Saved entries
------------------------------
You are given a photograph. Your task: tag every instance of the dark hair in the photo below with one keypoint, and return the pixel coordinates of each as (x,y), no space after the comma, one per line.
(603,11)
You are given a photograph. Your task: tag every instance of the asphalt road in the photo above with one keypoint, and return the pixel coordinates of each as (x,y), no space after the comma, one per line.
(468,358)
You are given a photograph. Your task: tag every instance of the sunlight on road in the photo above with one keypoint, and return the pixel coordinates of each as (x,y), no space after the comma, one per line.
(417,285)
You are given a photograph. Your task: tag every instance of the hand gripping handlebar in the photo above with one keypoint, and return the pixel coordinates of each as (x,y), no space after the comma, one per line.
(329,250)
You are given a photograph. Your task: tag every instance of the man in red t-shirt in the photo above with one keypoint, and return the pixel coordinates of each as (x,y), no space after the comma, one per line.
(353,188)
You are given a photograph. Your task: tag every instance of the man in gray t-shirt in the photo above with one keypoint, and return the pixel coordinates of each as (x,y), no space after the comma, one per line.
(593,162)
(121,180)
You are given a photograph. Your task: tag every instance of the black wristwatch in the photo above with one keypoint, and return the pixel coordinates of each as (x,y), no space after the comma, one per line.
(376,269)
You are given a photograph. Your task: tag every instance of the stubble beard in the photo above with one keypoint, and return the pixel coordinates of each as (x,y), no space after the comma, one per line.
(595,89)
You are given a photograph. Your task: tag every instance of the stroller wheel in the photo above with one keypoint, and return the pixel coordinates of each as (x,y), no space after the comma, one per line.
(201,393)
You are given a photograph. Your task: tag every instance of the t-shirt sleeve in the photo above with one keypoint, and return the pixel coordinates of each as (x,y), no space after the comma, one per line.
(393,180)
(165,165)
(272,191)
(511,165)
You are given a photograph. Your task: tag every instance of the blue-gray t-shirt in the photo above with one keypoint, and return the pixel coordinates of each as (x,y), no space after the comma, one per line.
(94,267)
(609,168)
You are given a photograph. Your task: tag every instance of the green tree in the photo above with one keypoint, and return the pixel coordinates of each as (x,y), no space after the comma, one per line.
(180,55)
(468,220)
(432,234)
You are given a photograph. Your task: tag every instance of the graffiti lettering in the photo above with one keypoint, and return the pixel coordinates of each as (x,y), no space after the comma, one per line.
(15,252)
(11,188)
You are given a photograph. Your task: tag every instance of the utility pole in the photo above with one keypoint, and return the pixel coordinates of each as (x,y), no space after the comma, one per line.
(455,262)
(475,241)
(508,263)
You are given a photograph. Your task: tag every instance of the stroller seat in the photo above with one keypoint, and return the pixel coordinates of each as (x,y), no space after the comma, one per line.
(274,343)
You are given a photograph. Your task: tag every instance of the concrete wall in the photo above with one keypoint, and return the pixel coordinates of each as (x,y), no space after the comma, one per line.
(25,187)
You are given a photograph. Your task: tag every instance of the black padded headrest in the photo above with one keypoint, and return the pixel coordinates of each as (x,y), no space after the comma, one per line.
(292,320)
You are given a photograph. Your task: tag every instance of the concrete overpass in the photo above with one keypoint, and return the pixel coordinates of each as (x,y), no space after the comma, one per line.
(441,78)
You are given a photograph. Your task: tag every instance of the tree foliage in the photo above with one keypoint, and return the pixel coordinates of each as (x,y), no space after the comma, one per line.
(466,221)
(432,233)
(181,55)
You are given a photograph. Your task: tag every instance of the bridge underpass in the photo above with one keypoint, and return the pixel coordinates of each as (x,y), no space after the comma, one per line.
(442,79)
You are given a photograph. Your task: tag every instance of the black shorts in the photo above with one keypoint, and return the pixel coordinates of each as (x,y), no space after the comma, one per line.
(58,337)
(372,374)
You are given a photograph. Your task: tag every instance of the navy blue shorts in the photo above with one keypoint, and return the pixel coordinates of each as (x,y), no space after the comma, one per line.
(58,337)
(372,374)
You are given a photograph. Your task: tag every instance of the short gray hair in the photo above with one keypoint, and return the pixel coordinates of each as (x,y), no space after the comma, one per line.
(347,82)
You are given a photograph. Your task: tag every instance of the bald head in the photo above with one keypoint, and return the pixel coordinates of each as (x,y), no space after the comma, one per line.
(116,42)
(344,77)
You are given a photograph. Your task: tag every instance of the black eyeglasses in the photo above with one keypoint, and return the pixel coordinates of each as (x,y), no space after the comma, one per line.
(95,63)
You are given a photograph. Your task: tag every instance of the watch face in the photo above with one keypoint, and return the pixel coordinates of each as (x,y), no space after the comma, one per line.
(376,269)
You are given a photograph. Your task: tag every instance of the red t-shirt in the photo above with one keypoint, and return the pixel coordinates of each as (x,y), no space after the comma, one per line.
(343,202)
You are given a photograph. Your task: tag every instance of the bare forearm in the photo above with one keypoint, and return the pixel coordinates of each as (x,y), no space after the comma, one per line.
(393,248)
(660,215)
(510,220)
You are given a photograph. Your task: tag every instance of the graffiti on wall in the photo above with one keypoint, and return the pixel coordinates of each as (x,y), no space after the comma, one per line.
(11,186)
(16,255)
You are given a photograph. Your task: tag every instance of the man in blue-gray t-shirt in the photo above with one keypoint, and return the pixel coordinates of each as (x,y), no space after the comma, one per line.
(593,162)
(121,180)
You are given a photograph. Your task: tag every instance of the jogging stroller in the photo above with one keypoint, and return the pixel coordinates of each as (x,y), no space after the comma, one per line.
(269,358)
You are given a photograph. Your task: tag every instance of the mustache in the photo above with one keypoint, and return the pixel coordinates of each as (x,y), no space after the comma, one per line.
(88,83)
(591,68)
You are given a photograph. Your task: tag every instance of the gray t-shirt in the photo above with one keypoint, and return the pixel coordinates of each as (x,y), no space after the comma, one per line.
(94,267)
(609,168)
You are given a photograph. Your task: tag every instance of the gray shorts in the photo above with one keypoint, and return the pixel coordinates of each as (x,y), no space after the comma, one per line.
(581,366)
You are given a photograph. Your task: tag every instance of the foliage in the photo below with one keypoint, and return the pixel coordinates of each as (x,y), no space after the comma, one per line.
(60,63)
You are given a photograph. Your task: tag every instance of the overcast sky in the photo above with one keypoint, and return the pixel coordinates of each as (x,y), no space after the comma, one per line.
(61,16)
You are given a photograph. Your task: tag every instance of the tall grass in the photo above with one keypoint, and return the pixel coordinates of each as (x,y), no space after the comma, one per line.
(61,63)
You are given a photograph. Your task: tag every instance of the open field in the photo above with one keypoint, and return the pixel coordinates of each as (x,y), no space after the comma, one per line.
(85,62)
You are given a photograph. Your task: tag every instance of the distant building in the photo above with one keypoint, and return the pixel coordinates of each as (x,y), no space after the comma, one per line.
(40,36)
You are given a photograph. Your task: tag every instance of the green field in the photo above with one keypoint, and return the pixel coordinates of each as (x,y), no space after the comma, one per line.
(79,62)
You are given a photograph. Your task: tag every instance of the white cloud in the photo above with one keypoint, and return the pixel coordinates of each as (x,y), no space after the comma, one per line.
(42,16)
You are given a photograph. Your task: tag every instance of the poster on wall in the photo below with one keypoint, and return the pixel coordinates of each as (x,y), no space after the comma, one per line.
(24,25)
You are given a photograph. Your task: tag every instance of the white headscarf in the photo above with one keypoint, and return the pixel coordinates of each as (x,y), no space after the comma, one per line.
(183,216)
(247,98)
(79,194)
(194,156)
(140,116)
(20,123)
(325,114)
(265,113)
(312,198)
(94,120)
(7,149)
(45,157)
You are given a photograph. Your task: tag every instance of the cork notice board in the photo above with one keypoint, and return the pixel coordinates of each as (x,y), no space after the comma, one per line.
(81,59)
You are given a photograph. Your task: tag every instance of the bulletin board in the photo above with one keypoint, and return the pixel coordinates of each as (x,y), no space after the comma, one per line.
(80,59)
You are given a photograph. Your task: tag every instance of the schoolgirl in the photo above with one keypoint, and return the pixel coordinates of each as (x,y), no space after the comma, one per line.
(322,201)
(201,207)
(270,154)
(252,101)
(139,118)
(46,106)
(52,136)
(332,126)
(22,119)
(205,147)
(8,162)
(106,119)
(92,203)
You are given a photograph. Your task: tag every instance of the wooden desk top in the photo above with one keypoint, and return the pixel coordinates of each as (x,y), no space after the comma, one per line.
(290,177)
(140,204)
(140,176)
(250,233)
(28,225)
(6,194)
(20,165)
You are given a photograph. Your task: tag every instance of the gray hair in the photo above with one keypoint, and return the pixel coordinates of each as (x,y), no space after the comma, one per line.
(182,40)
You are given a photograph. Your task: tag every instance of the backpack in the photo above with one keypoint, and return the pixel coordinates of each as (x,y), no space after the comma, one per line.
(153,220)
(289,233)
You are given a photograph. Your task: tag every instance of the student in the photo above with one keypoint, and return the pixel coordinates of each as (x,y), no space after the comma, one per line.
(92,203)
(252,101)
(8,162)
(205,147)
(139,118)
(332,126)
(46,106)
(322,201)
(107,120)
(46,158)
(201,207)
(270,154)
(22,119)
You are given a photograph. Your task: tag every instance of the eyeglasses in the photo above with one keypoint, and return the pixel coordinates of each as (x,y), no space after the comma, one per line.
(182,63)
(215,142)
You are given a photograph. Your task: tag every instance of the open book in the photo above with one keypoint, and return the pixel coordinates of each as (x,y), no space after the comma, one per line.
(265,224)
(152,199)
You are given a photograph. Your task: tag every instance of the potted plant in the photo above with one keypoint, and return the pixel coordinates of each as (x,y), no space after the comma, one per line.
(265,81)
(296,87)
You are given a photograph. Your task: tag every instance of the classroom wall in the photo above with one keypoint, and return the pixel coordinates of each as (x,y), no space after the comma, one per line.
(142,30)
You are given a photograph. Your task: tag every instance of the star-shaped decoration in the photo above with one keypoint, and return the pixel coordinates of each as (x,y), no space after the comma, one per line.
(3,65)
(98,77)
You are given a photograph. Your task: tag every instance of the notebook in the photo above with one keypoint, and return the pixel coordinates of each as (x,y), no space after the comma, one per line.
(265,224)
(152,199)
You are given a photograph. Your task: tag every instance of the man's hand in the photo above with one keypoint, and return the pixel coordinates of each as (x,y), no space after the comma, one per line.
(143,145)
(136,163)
------------------------------
◆ PROBLEM DETAILS ◆
At the line containing "of the classroom", start copying. Continue exactly through the final line of the entries above and stop there.

◆ EXPECTED ANSWER ◆
You are given a photograph. Your task: tag every instance of the classroom wall in the photo above with one keypoint, and return the pixel coordinates of each as (x,y), no space after the comma, one per line.
(142,30)
You are given a photograph. Your task: tag every instance of the star-shaped decoration in the photo above with one keypoint, and return the pixel coordinates of each as (x,y), no space after the comma, one per line.
(3,65)
(98,77)
You are given a photograph. Your task: tag every instance of the notebook in the photo above with one keypoint, and return the pixel coordinates of each as (x,y), no space after the comma, one per line.
(265,224)
(152,199)
You are given a photograph. Your task: tag every instance of the man's hand in the photo above with one keypoint, and return the pixel coordinates of each as (x,y), no space after the comma, one per line.
(143,145)
(136,163)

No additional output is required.